> _DOCUMENTO DI ORIGINE_
┌──
Una delle maggiori criticità emergenti nello sfruttamento di fonti di energia rinnovabile è la manutenzione degli impianti. La manutenzione rappresenta un elemento cruciale in quanto è fondamentale garantire che gli asset siano in perfetto stato di funzionamento. Infatti, guasti e rotture possono generare episodi di fermo impianto con riparazioni costose, fino alla sostituzione di interi componenti, con il conseguente effetto di lasciare migliaia di case alimentate da combustibili fossili per giorni o settimane. Per ridurre o prevenire gli episodi di fermo impianto e abbattere le relative perdite, è fondamentale applicare strategie manutentive “intelligenti”, anticipando così situazioni anomale e gestendole appropriatamente. Negli ultimi anni l’intelligenza artificiale è stata impiegata con successo negli impianti di energia rinnovabile, per via della sua notevole capacità di anticipo: stiamo parlando di manutenzione predittiva.
└──
> _RIGHE DEL DATASET_
┌──
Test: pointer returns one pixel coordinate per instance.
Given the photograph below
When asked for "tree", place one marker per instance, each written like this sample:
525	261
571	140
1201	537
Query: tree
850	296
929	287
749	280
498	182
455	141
└──
┌──
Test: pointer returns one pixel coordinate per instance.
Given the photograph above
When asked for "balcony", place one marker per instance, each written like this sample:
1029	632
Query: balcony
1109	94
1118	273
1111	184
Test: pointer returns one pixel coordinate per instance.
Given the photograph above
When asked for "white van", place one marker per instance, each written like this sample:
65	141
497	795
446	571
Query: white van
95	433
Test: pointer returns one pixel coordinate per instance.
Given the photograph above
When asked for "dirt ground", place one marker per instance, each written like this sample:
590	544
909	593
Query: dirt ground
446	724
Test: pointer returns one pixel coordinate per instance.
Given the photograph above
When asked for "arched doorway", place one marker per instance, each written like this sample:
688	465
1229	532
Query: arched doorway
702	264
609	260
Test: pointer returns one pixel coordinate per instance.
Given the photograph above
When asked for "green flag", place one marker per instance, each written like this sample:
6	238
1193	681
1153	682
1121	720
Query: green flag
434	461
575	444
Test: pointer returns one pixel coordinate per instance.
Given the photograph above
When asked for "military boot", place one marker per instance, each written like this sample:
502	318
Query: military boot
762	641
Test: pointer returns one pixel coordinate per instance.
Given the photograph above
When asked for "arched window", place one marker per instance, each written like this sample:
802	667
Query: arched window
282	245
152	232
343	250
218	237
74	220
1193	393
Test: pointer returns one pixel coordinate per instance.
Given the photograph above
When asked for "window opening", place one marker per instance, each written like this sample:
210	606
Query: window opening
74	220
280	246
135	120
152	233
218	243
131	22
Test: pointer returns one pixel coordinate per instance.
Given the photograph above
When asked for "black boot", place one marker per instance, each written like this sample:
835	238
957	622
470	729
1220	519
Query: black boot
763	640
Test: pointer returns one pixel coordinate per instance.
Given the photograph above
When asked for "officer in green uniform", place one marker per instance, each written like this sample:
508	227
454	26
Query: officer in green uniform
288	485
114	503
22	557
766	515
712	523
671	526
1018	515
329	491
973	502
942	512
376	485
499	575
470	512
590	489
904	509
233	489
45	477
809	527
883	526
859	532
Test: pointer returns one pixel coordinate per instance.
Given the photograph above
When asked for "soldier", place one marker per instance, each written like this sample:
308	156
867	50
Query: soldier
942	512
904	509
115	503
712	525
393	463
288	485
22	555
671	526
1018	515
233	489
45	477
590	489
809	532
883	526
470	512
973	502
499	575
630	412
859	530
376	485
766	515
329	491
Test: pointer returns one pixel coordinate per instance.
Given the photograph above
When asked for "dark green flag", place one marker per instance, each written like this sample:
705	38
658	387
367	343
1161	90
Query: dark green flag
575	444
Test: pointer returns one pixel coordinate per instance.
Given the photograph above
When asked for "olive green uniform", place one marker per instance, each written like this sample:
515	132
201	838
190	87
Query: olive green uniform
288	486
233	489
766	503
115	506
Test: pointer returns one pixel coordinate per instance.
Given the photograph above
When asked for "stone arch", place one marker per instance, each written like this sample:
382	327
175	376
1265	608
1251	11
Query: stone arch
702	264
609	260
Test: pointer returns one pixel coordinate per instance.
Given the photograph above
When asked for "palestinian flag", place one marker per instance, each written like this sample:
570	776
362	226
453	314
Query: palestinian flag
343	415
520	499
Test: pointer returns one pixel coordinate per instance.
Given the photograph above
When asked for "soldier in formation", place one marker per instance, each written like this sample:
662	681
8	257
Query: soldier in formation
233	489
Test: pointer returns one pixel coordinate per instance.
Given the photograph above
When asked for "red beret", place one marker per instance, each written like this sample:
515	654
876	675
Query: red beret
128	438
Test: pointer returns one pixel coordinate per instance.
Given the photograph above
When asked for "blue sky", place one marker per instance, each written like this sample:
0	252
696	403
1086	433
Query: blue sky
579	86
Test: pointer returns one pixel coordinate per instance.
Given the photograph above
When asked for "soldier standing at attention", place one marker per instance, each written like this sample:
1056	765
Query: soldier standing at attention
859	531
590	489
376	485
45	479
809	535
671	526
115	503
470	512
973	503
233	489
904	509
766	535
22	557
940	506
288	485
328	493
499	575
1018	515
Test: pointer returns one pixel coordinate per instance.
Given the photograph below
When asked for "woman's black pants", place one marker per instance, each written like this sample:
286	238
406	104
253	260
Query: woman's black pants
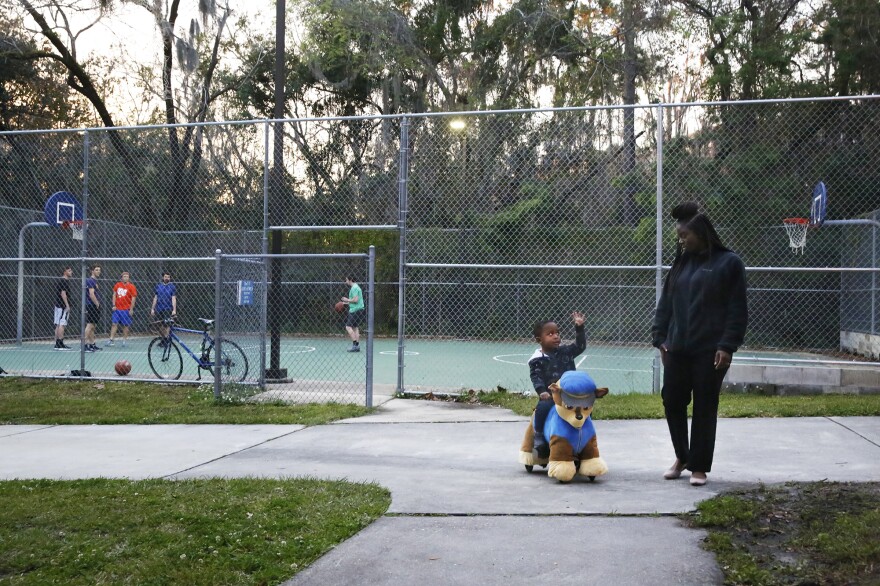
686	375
└──
┌──
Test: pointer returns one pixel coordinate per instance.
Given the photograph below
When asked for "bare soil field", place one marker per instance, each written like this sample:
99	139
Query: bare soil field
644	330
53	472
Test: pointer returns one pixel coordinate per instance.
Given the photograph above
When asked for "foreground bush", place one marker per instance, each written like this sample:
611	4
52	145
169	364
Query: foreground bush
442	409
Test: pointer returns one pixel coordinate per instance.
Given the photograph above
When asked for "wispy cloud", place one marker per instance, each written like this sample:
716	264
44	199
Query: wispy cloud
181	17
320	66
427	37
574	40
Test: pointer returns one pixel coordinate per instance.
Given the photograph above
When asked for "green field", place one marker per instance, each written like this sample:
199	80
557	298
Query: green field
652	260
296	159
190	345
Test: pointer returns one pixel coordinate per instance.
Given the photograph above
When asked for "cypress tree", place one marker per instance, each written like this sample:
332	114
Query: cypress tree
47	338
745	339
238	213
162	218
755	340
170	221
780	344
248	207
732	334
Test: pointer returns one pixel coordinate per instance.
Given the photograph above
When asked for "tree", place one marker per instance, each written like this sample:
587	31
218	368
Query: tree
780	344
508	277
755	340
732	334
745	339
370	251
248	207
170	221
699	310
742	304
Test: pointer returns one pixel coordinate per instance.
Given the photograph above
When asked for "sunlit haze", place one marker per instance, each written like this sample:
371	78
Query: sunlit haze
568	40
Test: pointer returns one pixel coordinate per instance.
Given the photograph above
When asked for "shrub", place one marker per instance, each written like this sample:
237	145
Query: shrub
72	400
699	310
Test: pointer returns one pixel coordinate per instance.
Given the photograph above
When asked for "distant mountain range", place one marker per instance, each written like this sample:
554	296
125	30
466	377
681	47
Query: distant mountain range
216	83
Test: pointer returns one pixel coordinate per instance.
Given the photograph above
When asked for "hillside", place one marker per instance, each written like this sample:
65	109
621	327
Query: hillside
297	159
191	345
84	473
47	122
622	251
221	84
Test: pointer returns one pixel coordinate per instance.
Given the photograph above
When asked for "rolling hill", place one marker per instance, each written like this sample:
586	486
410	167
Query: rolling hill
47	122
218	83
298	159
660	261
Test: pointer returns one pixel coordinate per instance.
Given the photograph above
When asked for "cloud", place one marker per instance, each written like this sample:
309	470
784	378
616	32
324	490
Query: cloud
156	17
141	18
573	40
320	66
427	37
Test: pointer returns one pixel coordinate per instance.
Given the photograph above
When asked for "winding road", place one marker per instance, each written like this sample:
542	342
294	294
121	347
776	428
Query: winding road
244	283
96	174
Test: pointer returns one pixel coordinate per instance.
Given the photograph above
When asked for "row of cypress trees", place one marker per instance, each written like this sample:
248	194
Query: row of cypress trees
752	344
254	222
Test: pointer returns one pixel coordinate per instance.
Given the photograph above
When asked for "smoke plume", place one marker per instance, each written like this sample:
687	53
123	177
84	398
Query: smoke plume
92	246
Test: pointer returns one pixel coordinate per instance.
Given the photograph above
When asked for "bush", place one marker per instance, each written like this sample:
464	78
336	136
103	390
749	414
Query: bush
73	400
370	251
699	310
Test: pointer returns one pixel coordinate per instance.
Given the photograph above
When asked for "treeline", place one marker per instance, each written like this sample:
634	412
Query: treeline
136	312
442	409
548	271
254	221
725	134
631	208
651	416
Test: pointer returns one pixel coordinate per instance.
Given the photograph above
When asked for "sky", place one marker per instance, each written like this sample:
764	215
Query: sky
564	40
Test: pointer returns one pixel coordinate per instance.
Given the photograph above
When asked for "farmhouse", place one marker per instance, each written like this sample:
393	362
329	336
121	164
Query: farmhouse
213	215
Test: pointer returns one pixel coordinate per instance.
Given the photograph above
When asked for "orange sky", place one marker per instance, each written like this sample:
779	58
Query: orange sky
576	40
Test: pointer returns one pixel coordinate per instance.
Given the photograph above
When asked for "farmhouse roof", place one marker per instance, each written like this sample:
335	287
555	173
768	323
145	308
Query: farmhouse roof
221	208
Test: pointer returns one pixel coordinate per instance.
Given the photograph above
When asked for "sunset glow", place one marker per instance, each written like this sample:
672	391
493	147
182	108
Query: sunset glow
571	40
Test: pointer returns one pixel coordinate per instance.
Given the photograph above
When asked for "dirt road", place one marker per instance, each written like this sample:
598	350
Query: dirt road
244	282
└──
> _ISTRUZIONI OPERATIVE_
Riprendi il testo sulla manutenzione degli impianti a energia rinnovabile e portalo avanti a partire dalla sua ultima frase.

> _RISPOSTA CORRETTA_
I costi di manutenzione nel settore delle rinnovabili
Nel settore elettrico, al fine di confrontare il costo di generazione da fonti diverse, viene calcolato, secondo una metodologia riconosciuta a livello internazionale, il cosiddetto Levelized Cost Of Energy (LCOE). Questo indicatore sintetico rappresenta una stima economica del costo medio necessario per finanziare e mantenere un impianto di produzione energetica nel corso della sua vita utile, in rapporto alla quantità totale di energia generata durante lo stesso intervallo di tempo.
In particolare, esso prende in considerazione i costi di capitale, i costi del combustibile (se presente), i costi fissi e variabili di esercizio e manutenzione (Operation and Maintenance, O&M), i costi di finanziamento e un tasso di utilizzo presunto per ogni tipo di impianto.
Solitamente il costo associato alla manutenzione è espresso come percentuale del LCOE. Facendo riferimento al report pubblicato dall’agenzia internazionale per le energie rinnovabili (IRENA) nel 2019 [1], i costi di O&M possono raggiungere il 30% dell’LCOE, come ad esempio accade negli impianti eolici on-shore.
La manutenzione predittiva negli impianti di energia rinnovabile
La chiave per prevenire fenomeni di guasto potenzialmente debilitanti è il loro rilevamento precoce, che tradizionalmente avveniva attraverso il monitoraggio del livello di usura dei componenti o tramite manutenzione programmata.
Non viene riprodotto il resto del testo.